→ EXERCISE BRIEF
Return every line of the rows below unchanged, but leave the pictures out.
-=-=-=-=-
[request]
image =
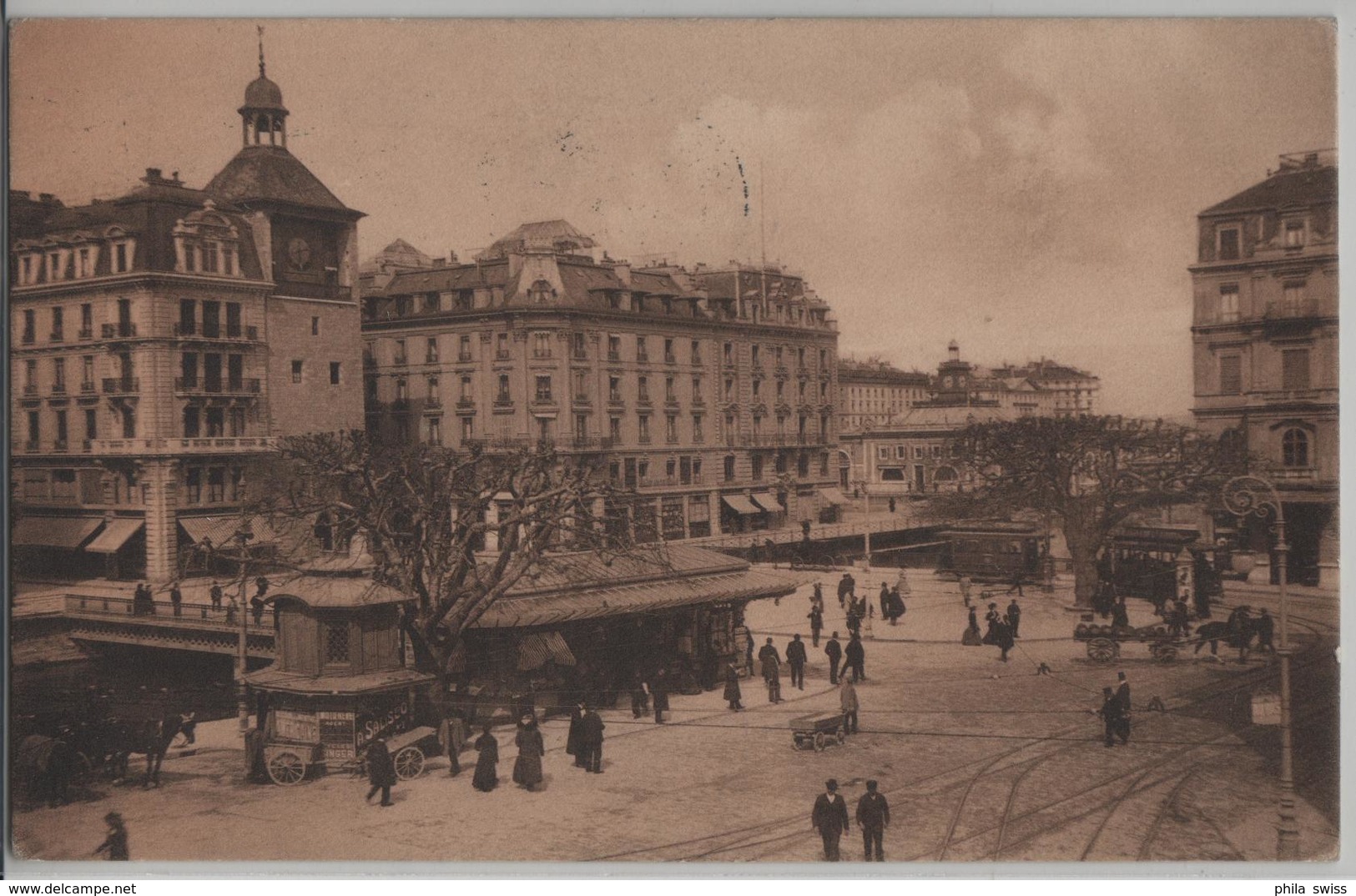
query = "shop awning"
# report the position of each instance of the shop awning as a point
(221, 531)
(647, 596)
(741, 505)
(535, 650)
(834, 496)
(768, 501)
(53, 531)
(114, 536)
-=-=-=-=-
→ RESULT
[request]
image =
query = "shop awning"
# report the position of each instance of the shop awning as a point
(221, 531)
(647, 596)
(741, 505)
(535, 650)
(834, 496)
(768, 501)
(53, 531)
(114, 536)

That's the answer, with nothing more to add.